**Aim**: Pick out each line of the entries below that contains the word "floor", and copy every such line in full.

**Material**:
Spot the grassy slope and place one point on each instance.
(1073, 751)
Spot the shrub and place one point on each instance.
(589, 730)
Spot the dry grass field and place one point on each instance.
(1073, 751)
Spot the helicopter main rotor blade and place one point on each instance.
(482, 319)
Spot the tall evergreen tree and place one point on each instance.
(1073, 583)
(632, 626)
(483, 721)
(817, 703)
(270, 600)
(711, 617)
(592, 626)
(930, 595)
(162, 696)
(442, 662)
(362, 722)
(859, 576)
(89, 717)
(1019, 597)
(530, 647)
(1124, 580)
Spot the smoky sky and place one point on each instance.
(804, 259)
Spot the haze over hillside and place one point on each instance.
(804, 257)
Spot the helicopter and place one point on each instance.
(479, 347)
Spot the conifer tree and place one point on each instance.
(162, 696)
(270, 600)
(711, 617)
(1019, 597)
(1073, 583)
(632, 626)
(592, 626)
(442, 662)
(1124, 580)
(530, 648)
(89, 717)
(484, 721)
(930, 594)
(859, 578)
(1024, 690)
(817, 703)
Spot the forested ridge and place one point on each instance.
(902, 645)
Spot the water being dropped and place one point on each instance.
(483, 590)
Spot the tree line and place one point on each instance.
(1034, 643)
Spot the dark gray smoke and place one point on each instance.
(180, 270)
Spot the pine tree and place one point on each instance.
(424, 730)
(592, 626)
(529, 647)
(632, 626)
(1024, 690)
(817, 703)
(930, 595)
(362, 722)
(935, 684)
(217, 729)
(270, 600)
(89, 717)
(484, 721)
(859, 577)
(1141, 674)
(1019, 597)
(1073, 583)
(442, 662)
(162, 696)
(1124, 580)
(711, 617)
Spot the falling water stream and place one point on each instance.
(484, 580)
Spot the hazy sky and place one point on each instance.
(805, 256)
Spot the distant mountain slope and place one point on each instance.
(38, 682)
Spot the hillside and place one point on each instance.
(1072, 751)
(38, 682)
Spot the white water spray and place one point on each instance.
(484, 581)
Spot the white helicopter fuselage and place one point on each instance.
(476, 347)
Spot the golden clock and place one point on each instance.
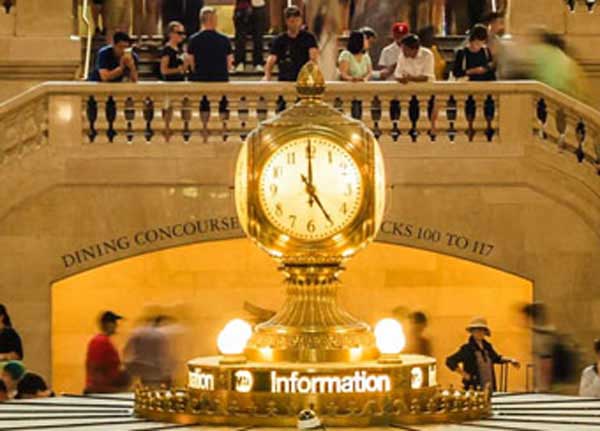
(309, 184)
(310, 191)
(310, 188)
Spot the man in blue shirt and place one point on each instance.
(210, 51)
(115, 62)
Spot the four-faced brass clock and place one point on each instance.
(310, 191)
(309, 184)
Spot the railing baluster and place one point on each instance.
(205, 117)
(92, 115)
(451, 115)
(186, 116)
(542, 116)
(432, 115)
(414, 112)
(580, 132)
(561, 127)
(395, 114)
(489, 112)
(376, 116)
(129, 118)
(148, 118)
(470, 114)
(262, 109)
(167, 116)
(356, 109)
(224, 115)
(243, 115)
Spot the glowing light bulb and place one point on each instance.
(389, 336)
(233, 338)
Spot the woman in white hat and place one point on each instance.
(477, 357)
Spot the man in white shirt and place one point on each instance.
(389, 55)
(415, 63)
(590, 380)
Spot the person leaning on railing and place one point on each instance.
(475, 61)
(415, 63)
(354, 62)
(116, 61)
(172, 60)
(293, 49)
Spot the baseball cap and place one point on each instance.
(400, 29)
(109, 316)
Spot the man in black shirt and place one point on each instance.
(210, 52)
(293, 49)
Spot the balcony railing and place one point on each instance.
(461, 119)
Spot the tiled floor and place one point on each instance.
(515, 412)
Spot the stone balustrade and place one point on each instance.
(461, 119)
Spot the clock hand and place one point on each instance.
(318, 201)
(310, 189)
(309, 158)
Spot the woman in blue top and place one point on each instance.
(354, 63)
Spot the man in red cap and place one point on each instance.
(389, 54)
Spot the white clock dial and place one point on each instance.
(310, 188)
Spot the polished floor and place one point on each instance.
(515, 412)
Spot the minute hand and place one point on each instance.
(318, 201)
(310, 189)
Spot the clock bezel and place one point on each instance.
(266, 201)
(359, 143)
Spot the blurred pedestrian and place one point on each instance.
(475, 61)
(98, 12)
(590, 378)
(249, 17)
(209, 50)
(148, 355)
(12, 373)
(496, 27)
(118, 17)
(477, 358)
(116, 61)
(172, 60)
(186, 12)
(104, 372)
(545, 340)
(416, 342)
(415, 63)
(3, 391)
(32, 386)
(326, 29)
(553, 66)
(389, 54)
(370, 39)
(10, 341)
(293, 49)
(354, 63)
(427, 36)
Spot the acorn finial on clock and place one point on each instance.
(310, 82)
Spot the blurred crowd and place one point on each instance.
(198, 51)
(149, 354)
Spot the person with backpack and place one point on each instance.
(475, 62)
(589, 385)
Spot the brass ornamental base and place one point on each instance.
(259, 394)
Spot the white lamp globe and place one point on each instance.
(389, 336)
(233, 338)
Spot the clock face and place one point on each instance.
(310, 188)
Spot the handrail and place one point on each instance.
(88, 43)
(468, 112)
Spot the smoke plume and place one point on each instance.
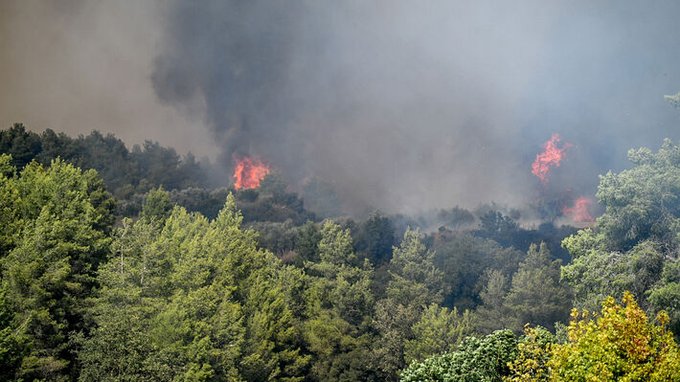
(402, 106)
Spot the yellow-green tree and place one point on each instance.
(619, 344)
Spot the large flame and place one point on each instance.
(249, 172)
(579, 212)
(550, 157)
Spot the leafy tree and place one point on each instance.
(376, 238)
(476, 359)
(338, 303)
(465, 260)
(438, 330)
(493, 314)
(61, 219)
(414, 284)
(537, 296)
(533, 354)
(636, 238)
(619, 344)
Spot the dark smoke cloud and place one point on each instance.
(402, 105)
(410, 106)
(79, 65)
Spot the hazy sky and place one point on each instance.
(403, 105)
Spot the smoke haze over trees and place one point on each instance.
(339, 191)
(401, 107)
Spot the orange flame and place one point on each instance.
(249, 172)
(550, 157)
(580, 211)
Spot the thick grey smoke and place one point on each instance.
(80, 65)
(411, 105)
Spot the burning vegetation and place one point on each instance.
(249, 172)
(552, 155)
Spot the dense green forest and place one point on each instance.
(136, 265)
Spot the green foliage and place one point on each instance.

* * *

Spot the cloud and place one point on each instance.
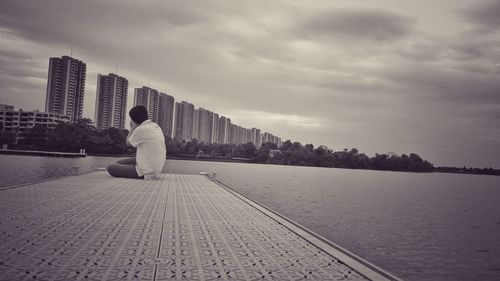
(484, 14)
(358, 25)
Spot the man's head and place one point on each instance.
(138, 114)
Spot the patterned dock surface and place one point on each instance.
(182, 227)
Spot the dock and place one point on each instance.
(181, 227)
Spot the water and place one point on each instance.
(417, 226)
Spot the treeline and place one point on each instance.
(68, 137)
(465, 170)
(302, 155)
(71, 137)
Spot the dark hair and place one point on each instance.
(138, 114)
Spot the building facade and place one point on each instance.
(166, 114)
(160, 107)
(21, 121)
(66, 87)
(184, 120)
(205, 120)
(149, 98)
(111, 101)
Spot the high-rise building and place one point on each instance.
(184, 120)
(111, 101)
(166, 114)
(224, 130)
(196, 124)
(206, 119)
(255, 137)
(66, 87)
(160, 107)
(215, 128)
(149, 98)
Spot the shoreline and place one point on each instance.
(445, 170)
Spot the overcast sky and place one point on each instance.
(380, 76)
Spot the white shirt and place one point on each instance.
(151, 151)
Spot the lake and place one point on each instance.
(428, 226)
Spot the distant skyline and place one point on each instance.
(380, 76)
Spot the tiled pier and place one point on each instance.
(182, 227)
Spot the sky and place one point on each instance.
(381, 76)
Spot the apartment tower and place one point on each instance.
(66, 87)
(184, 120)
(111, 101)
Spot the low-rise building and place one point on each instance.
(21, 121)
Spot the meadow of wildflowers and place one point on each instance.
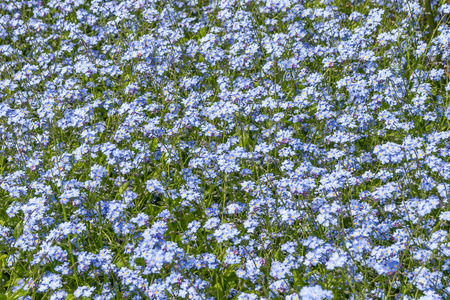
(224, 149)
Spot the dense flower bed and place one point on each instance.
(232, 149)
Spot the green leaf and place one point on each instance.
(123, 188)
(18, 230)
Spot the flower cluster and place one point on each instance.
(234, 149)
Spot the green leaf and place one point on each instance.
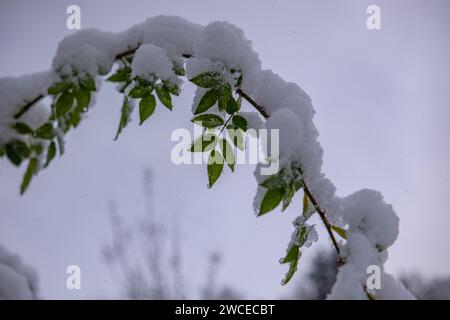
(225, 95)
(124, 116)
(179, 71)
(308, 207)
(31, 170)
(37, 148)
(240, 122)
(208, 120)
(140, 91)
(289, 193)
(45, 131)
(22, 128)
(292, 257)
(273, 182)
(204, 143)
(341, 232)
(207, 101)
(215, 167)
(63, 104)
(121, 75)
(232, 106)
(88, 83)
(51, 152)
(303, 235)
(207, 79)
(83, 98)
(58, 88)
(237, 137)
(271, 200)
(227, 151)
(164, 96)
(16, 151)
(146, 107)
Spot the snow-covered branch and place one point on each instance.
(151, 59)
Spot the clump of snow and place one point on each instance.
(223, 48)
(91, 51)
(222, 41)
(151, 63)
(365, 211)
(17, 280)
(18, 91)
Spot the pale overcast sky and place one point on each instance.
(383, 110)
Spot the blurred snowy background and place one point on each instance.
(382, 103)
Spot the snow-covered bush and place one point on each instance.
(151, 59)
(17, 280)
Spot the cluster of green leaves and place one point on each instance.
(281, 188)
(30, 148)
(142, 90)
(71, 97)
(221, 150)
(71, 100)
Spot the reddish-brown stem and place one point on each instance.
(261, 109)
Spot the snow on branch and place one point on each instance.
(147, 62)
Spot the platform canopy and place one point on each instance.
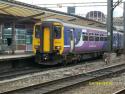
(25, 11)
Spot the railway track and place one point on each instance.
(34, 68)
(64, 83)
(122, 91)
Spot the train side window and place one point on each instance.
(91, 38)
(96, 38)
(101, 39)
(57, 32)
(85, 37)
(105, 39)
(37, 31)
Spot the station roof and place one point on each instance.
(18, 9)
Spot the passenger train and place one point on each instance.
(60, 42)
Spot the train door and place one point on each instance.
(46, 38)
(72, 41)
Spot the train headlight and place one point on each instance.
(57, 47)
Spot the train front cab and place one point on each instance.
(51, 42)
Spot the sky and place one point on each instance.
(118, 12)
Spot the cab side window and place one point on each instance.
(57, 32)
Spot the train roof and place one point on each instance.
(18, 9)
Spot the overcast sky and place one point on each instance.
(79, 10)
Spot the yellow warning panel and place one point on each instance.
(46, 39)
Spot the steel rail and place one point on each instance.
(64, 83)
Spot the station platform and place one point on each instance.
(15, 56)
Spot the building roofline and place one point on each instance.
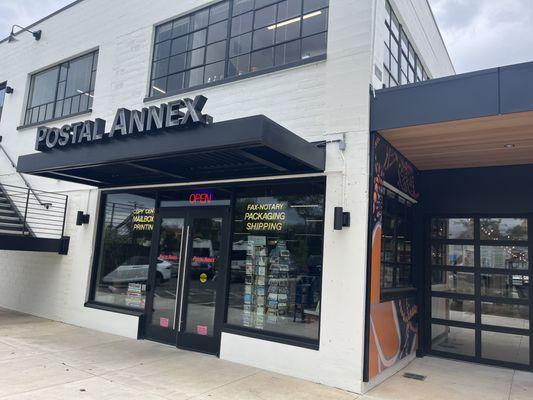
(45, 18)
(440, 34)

**Exercise answer**:
Spot the tiled floor and place one point on each instance.
Spot the polished floor and place one point on each instance.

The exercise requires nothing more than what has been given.